DOCUMENT EXCERPT:
= Letts Executive =

The Letts Executive was the executive of Majority Leader of the Northern Territory Goff Letts, who led the Northern Territory from the implementation of the Northern Territory Legislative Assembly in 1974 until his defeat in his own seat at the 1977 election. It was the first ministry to come from the Legislative Assembly. He was the only head of government of the Northern Territory not to assume the title of Chief Minister of the Northern Territory, as self-government was not granted until 1978. His governments did not have anywhere near the range of powers available to Territory governments after the granting of self-government, but nevertheless fulfilled similar functions. Letts' successor as Majority Leader and his one-time deputy, Paul Everingham, became the first Chief Minister in 1978.

Jim Robertson, MLA, while not technically a member of the executive, served as Manager of Government Business throughout this period.

==First Executive==

The first executive lasted from November 1974 to August 1975, when Deputy Majority Leader Paul Everingham resigned from the executive to focus on his legal practice, and was succeeded as deputy by then-Speaker Bernie Kilgariff.

| Minister | Office |
|---|---|
| Dr Goff Letts, MLA | Majority Leader; Executive Member for Primary Industry and the Northern Territory Public Service; |
| Paul Everingham, MLA | Deputy Majority Leader; Executive Member for Finance and Law; |
| Grant Tambling, MLA | Executive Member for Community Development; |
| Liz Andrew, MLA | Executive Member for Education and Consumer Services; |
| Dave Pollock, MLA | Executive Member for Social Affairs; |
| Ian Tuxworth, MLA | Executive Member for Resource Development; |
| Roger Ryan, MLA | Executive Member for Transport and Secondary Industry; |

==Second Executive==

The second executive served from August to November 1975. It was short-lived, as Bernie Kilgariff, who had replaced Paul Everingham in the executive in August, resigned from the Assembly in November to run for the Australian Senate.

| Minister | Office |
|---|---|
| Dr Goff Letts, MLA | Majority Leader; Executive Member for Primary Industry and the Northern Territory Public Service; |
| Bernie Kilgariff, MLA | Deputy Majority Leader; Executive Member for Finance and Law; |
| Grant Tambling, MLA | Executive Member for Community Development; |
| Liz Andrew, MLA | Executive Member for Education and Consumer Services; |
| Dave Pollock, MLA | Executive Member for Social Affairs; |
| Ian Tuxworth, MLA | Executive Member for Resource Development; |
| Roger Ryan, MLA | Executive Member for Transport and Secondary Industry; |

==Third Executive==

The third executive served from December 1975 to December 1976. Deputy Majority Leader Bernie Kilgariff had resigned in November 1976, requiring a reshuffle of the remaining executive members. In this third executive, Grant Tambling became Deputy Majority Leader and Marshall Perron, a future Chief Minister, was brought into the executive, with several changes also made to the portfolios of other members.

DATA FOR THE TASK:
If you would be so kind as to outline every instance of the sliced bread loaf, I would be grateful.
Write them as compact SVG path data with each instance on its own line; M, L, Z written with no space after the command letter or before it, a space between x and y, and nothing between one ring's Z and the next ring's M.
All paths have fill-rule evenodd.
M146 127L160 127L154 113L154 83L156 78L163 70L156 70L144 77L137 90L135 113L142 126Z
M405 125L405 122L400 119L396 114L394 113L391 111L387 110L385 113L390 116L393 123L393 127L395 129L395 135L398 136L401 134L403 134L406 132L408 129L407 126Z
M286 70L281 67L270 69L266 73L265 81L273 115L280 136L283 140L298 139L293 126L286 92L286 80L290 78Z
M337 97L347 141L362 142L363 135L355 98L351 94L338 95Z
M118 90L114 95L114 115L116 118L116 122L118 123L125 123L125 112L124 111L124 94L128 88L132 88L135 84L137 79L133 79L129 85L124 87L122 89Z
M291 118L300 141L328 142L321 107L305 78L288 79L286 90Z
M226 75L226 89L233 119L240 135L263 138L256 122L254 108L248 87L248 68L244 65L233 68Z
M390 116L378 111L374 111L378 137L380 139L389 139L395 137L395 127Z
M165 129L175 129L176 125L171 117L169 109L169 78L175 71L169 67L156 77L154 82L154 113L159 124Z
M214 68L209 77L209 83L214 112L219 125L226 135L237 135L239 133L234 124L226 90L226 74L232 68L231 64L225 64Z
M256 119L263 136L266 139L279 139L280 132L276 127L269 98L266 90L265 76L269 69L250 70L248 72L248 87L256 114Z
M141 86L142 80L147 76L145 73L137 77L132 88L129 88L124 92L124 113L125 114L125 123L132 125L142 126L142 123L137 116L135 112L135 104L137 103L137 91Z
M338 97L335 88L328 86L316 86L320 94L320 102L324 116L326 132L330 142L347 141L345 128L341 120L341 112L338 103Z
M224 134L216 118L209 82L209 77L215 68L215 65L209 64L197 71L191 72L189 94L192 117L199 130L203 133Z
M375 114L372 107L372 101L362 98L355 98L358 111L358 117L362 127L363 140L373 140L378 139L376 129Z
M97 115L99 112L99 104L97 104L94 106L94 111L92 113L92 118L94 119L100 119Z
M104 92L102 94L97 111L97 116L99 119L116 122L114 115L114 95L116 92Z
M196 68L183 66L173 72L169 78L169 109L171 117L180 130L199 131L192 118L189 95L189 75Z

GOALS:
1/ Please print the rows exactly as they appear, from their first line to the line with "M405 125L405 122L400", including both of those lines.
2/ Give what follows in the text on the Letts Executive, starting after its last sentence.

THE REPLIES:
1/
If you would be so kind as to outline every instance of the sliced bread loaf, I would be grateful.
Write them as compact SVG path data with each instance on its own line; M, L, Z written with no space after the command letter or before it, a space between x and y, and nothing between one ring's Z and the next ring's M.
All paths have fill-rule evenodd.
M146 127L160 127L154 113L154 83L156 78L163 70L156 70L144 77L137 90L135 113L142 126Z
M405 125L405 122L400 119L396 114L394 113L391 111L387 110L385 113L390 116L393 123L393 127L395 129L395 135L398 136L401 134L403 134L406 132L408 129L407 126Z

2/
| Minister | Office |
|---|---|
| Dr Goff Letts, MLA | Majority Leader; Executive Member for Primary Industry and the Northern Territory Public Service; |
| Grant Tambling, MLA | Deputy Majority Leader; Executive Member for Finance and Community Development; |
| Marshall Perron, MLA | Executive Member for Municipal and Consumer Affairs; |
| Liz Andrew, MLA | Executive Member for Education and Law; |
| Dave Pollock, MLA | Executive Member for Social Affairs; |
| Ian Tuxworth, MLA | Executive Member for Resource Development; |
| Roger Ryan, MLA | Executive Member for Transport and Secondary Industry; |

==Fourth Executive==

The fourth executive lasted from December 1976 to September 1977. It came into existence not because of personnel changes, but as a result of a reshuffle to prepare for the 1977 election. Letts made a short-lived change with this executive, styling its members as "cabinet members" instead of "executive members", which was abandoned when Paul Everingham succeeded Letts as Majority Leader after the election.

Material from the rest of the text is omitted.